=== Aim of the exercise ===
Your task is to copy exactly the lines from the line containing "Provide the location of every instance of the wood grain" through the end of the listing below, with pictures left out.

+===+

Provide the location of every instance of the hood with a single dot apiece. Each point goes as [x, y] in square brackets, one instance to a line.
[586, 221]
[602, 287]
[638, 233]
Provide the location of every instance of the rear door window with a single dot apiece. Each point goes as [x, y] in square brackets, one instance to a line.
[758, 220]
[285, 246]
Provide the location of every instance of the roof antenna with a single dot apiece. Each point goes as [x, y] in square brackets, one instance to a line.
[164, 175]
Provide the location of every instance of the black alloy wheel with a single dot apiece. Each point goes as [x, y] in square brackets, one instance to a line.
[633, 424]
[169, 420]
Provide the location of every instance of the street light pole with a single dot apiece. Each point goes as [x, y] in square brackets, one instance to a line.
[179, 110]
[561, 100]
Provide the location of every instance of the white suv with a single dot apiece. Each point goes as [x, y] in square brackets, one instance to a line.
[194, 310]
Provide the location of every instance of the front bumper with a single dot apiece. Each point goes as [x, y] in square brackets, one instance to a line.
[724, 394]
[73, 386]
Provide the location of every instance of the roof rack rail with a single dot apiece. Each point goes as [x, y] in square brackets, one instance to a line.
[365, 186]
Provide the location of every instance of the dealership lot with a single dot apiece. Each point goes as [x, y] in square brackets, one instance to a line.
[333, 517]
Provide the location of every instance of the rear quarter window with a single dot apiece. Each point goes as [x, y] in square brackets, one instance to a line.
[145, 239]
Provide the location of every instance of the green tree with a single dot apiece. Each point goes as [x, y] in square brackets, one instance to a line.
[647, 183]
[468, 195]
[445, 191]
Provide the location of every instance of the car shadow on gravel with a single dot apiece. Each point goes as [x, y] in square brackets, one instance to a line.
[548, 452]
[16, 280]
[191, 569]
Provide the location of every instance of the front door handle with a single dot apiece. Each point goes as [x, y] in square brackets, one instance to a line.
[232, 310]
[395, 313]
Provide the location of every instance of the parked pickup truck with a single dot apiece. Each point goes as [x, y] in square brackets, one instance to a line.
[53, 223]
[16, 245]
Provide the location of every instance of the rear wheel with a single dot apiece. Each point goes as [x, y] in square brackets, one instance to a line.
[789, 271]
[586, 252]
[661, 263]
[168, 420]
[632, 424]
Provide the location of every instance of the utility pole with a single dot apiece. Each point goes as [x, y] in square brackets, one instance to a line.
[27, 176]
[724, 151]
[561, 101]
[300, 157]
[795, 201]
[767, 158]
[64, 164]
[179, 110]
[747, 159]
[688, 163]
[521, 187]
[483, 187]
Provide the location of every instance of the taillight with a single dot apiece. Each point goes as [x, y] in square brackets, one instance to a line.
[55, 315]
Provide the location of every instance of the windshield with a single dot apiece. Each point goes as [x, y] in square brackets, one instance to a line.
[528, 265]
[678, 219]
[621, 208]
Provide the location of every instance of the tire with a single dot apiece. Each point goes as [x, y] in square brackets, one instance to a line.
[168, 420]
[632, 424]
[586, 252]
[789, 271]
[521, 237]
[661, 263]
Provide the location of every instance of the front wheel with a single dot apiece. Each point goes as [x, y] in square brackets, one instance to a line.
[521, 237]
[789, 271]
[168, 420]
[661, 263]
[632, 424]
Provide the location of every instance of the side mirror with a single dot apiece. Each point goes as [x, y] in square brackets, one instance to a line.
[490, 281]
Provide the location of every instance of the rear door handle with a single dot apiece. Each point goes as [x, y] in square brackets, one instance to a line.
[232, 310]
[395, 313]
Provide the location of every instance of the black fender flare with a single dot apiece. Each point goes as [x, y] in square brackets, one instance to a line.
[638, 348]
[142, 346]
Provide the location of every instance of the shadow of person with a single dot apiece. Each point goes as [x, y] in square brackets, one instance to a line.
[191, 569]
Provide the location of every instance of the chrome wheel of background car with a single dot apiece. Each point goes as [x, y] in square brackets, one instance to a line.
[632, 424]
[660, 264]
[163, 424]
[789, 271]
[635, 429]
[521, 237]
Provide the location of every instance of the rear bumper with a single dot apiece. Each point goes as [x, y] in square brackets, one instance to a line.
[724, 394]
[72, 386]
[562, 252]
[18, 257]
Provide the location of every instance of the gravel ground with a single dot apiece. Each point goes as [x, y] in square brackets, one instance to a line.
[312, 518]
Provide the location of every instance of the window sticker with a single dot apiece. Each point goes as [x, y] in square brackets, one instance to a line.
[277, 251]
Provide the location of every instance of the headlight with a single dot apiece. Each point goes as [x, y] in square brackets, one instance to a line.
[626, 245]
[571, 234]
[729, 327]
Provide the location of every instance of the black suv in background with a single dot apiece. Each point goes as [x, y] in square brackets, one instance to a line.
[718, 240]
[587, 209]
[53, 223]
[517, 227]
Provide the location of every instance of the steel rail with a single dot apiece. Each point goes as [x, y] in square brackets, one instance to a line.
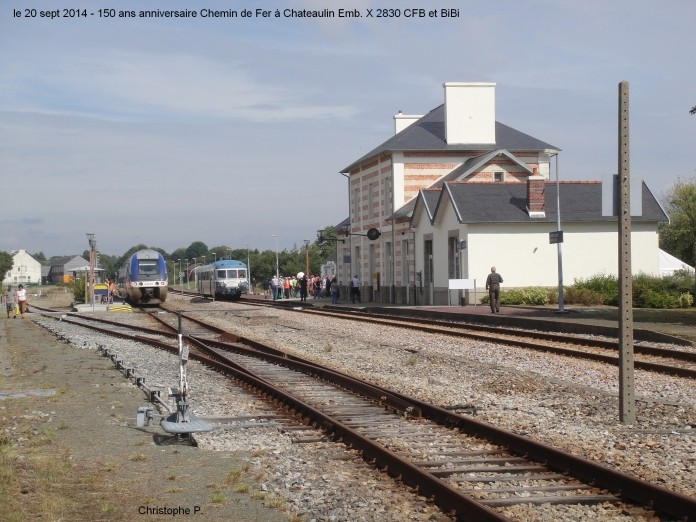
[568, 352]
[621, 484]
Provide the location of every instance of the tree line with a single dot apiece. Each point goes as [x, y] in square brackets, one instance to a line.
[263, 263]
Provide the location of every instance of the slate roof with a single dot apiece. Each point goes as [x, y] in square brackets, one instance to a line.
[507, 202]
[428, 134]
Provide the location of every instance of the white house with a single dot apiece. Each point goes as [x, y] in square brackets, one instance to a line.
[455, 192]
[25, 270]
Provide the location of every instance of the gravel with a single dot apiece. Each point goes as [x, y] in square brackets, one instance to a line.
[571, 404]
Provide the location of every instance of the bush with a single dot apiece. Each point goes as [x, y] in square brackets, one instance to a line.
[674, 291]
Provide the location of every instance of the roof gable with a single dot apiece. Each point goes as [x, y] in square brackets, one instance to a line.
[580, 201]
[428, 134]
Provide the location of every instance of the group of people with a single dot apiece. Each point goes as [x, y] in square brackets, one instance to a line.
[16, 301]
[302, 287]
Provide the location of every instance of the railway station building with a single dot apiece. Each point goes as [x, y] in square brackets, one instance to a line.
[454, 192]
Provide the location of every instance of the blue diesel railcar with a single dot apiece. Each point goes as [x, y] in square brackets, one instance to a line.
[226, 279]
[143, 279]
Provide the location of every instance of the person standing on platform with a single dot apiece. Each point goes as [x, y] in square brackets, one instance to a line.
[22, 299]
[493, 286]
[10, 299]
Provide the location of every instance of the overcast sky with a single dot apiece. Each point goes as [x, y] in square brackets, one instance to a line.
[232, 130]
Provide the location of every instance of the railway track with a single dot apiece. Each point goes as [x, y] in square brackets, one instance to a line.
[650, 358]
[469, 468]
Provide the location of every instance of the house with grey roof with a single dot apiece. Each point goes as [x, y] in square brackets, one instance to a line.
[64, 269]
[454, 192]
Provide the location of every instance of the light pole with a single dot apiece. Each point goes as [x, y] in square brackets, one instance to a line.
[92, 247]
[561, 303]
[276, 239]
[251, 289]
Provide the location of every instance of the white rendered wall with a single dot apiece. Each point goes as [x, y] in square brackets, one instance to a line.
[524, 257]
[469, 113]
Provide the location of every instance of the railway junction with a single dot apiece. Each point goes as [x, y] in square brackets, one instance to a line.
[530, 395]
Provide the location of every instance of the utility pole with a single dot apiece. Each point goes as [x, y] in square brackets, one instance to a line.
[627, 397]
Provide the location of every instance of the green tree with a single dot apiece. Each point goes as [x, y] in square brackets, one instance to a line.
[132, 250]
[6, 262]
[678, 237]
[196, 249]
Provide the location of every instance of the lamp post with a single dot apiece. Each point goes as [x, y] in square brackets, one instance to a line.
[276, 239]
[92, 247]
[251, 289]
[561, 304]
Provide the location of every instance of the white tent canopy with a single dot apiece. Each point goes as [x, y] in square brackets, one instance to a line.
[669, 264]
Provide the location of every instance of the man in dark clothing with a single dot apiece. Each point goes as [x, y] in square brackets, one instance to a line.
[493, 286]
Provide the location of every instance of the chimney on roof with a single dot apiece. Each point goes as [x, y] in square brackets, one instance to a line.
[401, 121]
[536, 186]
[469, 113]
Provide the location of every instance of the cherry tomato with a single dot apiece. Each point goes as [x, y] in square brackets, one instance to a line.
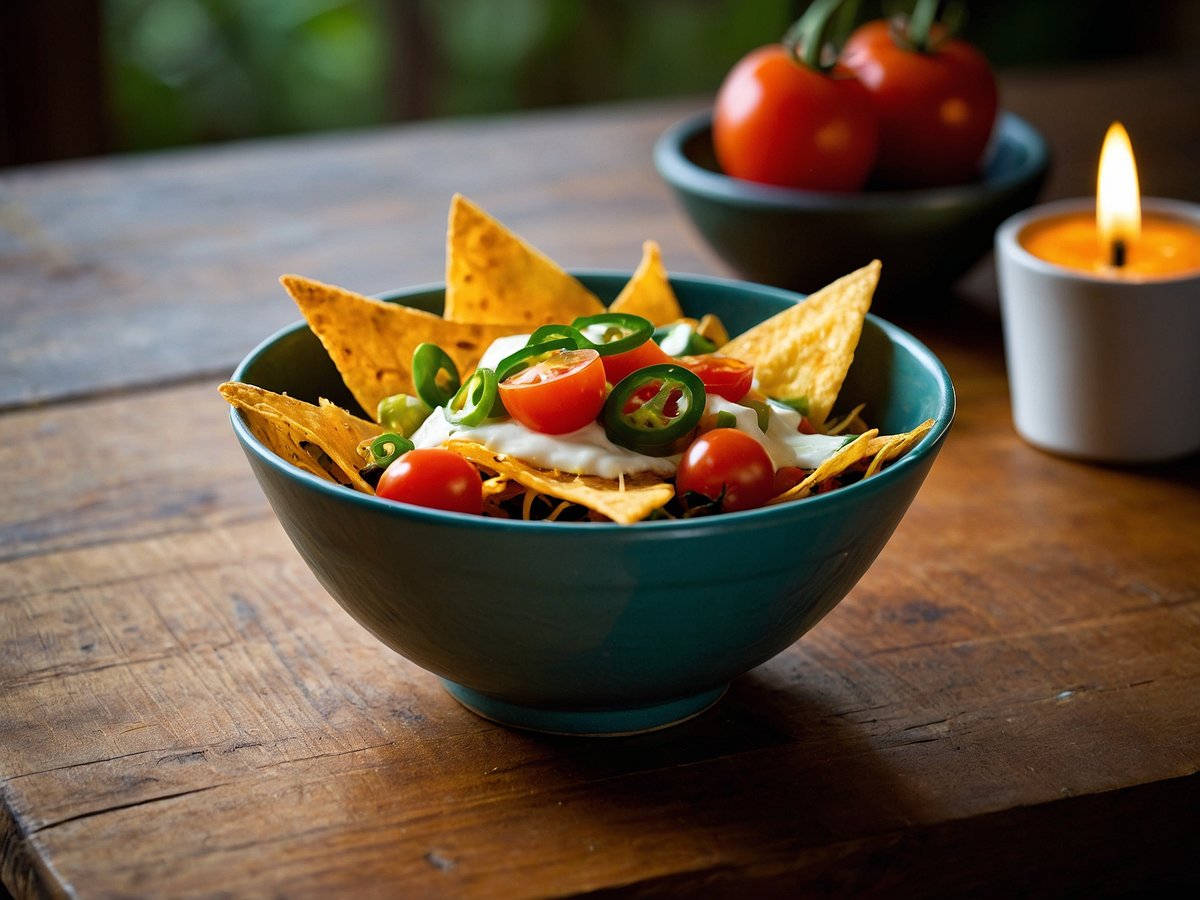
[780, 121]
[727, 465]
[433, 478]
[561, 394]
[619, 365]
[724, 376]
[936, 107]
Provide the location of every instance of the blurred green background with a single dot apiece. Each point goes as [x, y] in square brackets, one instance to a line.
[99, 76]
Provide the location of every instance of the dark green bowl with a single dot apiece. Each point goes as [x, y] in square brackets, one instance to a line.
[597, 628]
[927, 239]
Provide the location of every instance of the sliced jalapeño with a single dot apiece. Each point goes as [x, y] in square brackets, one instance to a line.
[612, 333]
[655, 409]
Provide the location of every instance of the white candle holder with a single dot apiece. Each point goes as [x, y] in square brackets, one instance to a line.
[1104, 369]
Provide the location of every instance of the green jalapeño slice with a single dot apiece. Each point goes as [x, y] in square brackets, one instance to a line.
[531, 355]
[655, 409]
[474, 401]
[612, 333]
[435, 375]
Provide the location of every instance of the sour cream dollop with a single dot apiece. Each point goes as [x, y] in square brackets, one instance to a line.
[588, 451]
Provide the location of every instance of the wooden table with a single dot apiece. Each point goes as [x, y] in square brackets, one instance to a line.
[1008, 702]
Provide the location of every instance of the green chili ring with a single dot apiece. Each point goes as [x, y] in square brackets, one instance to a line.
[623, 331]
[473, 402]
[430, 361]
[531, 355]
[402, 413]
[388, 448]
[648, 429]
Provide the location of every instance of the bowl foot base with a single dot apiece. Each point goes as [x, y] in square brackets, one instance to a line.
[601, 723]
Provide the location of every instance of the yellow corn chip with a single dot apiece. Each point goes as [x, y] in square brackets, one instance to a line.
[835, 465]
[306, 432]
[493, 276]
[371, 342]
[625, 501]
[805, 351]
[648, 293]
[288, 443]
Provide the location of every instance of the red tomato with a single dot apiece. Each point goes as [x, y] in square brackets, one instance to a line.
[433, 478]
[779, 121]
[619, 365]
[936, 108]
[724, 376]
[561, 394]
[727, 465]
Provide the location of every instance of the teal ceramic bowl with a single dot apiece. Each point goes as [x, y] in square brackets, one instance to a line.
[802, 240]
[597, 628]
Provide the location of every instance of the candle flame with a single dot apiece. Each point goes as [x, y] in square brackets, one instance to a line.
[1117, 201]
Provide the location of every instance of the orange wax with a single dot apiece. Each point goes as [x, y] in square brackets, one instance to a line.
[1167, 247]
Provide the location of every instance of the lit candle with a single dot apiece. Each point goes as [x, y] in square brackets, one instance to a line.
[1117, 239]
[1101, 311]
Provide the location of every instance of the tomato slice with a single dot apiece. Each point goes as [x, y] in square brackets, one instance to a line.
[558, 395]
[726, 377]
[619, 365]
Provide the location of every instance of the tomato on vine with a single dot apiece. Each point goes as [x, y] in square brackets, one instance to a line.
[934, 95]
[786, 117]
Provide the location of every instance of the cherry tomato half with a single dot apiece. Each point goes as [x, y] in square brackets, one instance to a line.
[561, 394]
[779, 121]
[618, 365]
[727, 465]
[935, 107]
[724, 376]
[433, 478]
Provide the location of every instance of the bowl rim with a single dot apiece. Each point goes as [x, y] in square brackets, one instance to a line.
[677, 169]
[947, 403]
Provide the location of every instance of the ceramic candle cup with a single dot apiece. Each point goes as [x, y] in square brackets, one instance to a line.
[1101, 367]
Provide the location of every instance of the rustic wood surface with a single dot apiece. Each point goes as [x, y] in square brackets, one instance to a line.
[1008, 702]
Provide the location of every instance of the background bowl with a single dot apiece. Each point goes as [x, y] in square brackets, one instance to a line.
[927, 239]
[598, 628]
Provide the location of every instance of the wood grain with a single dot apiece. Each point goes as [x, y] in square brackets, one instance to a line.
[1008, 703]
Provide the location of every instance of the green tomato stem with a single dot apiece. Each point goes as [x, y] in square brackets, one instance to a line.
[921, 24]
[808, 36]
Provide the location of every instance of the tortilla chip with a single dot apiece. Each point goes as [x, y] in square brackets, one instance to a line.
[648, 293]
[309, 433]
[625, 502]
[493, 276]
[287, 443]
[835, 465]
[371, 342]
[805, 351]
[891, 447]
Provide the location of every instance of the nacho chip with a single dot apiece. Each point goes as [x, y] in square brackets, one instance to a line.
[493, 276]
[625, 502]
[371, 342]
[287, 443]
[891, 447]
[648, 293]
[322, 439]
[805, 351]
[857, 449]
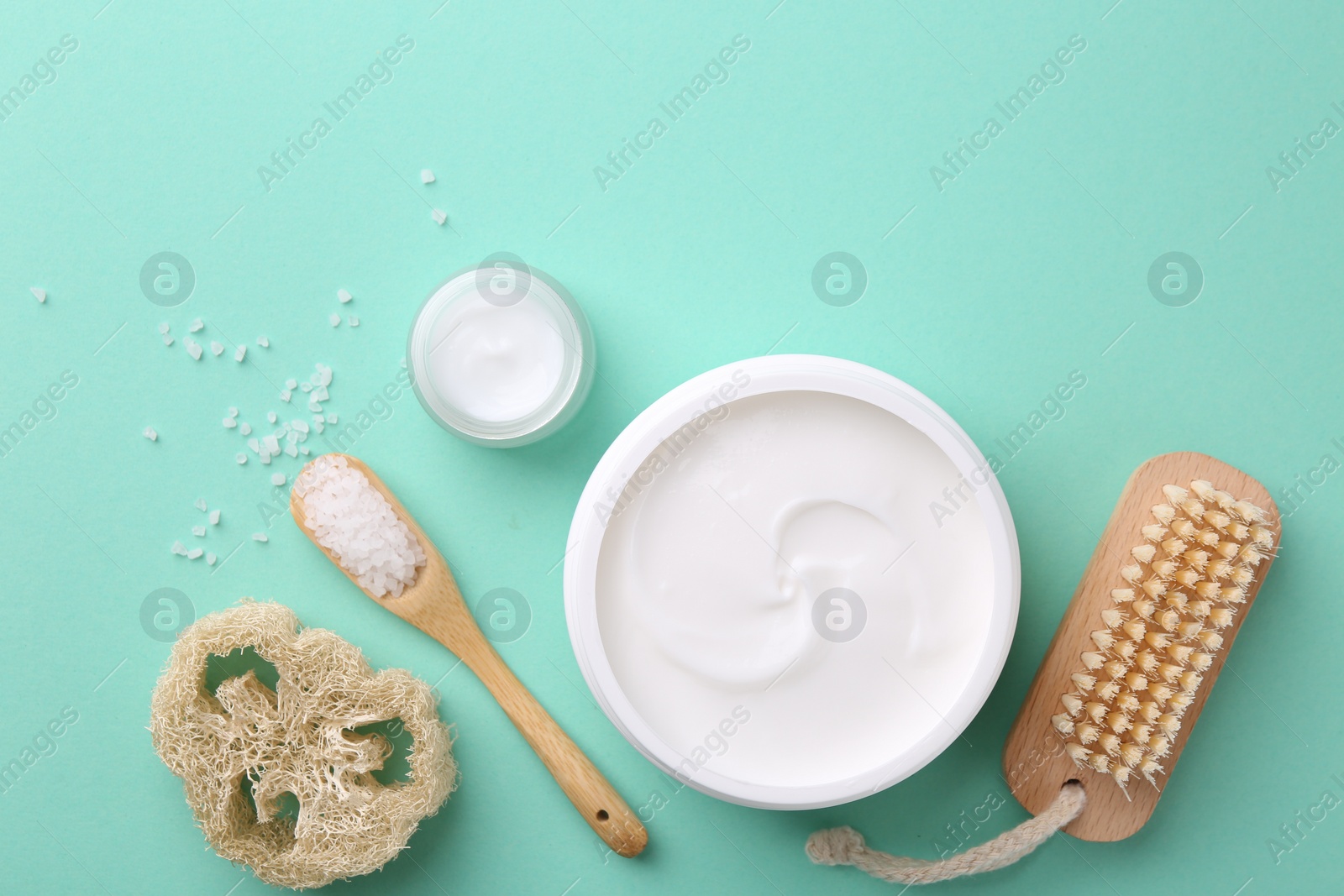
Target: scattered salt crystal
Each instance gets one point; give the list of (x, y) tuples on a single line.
[(353, 520)]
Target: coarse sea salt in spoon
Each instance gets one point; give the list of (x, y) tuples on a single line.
[(360, 524)]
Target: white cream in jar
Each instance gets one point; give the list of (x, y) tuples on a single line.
[(501, 355), (725, 594)]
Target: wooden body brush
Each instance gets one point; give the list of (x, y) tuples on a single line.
[(1129, 669), (434, 605), (1142, 641)]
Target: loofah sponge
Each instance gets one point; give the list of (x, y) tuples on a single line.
[(299, 739)]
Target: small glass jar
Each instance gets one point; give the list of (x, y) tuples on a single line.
[(501, 354)]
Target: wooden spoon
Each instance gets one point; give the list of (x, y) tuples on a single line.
[(434, 605)]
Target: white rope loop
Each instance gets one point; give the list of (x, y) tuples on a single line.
[(846, 846)]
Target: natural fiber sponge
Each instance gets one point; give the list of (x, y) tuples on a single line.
[(299, 739)]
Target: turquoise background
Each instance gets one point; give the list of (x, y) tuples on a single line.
[(1032, 264)]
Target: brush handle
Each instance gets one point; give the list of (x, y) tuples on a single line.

+===+

=== Task response ===
Provide the location of every instance of the wood grain with a single dot apiece. Each point goes as [x, y] in square brackets, one instance to a line.
[1008, 703]
Provide the location of every instance of the green tomato stem with a single dot apiece. Each point goes as [x, y] in square brackets, one instance to a line.
[921, 24]
[808, 36]
Provide the location of every instance of the tortilla chip with a single dot apiece. Each point goes as [x, y] in square brackets, one instance to a line.
[648, 293]
[309, 433]
[625, 502]
[493, 276]
[287, 443]
[835, 465]
[371, 342]
[805, 351]
[891, 447]
Provide the location of every instance of the nacho chip with a single dot apiece. Each point goes as [x, y] in square brackets, one instance to a line.
[493, 276]
[625, 502]
[371, 342]
[287, 443]
[891, 447]
[648, 293]
[322, 439]
[805, 351]
[857, 449]
Target: scattered salt crystal
Each instance gets one point; give the list of (x, y) tuples on a single line.
[(353, 520)]
Target: coarse sea salt in spoon
Each instance gets one point; give the list of (x, y) tuples on a single line.
[(360, 524)]
Target: white cream in jar
Each instance gets one point; give the list of (x, y) tuples on a single line.
[(501, 355), (725, 594)]
Target: wooden body brush
Each instance gets one point; give the list of (x, y) tuples on a single line.
[(1129, 669), (434, 605), (1142, 641)]
Target: loofah sponge
Each instance gets one point; give the list of (x, y) tuples on a single line.
[(299, 739)]
Target: small glass jar
Each instance gets one point; give the list of (x, y) tuples on a single line.
[(501, 354)]
Target: wooden spoon
Each instance gets one point; give the list of (x, y) tuples on a single line.
[(434, 605)]
Target: white rope loop
Each instance gets one point; give the list of (x, y) tuples on a single line.
[(846, 846)]
Target: natural fiber sponge
Each instance gets one point; give the list of (x, y) tuples on a single line.
[(299, 739)]
Target: turquoise background
Each instance gets one point; give the list of (x, y) tuples on a single line.
[(1032, 264)]
Target: brush handle
Each instance gets one point; give the list of (x, y) tuples on a single line.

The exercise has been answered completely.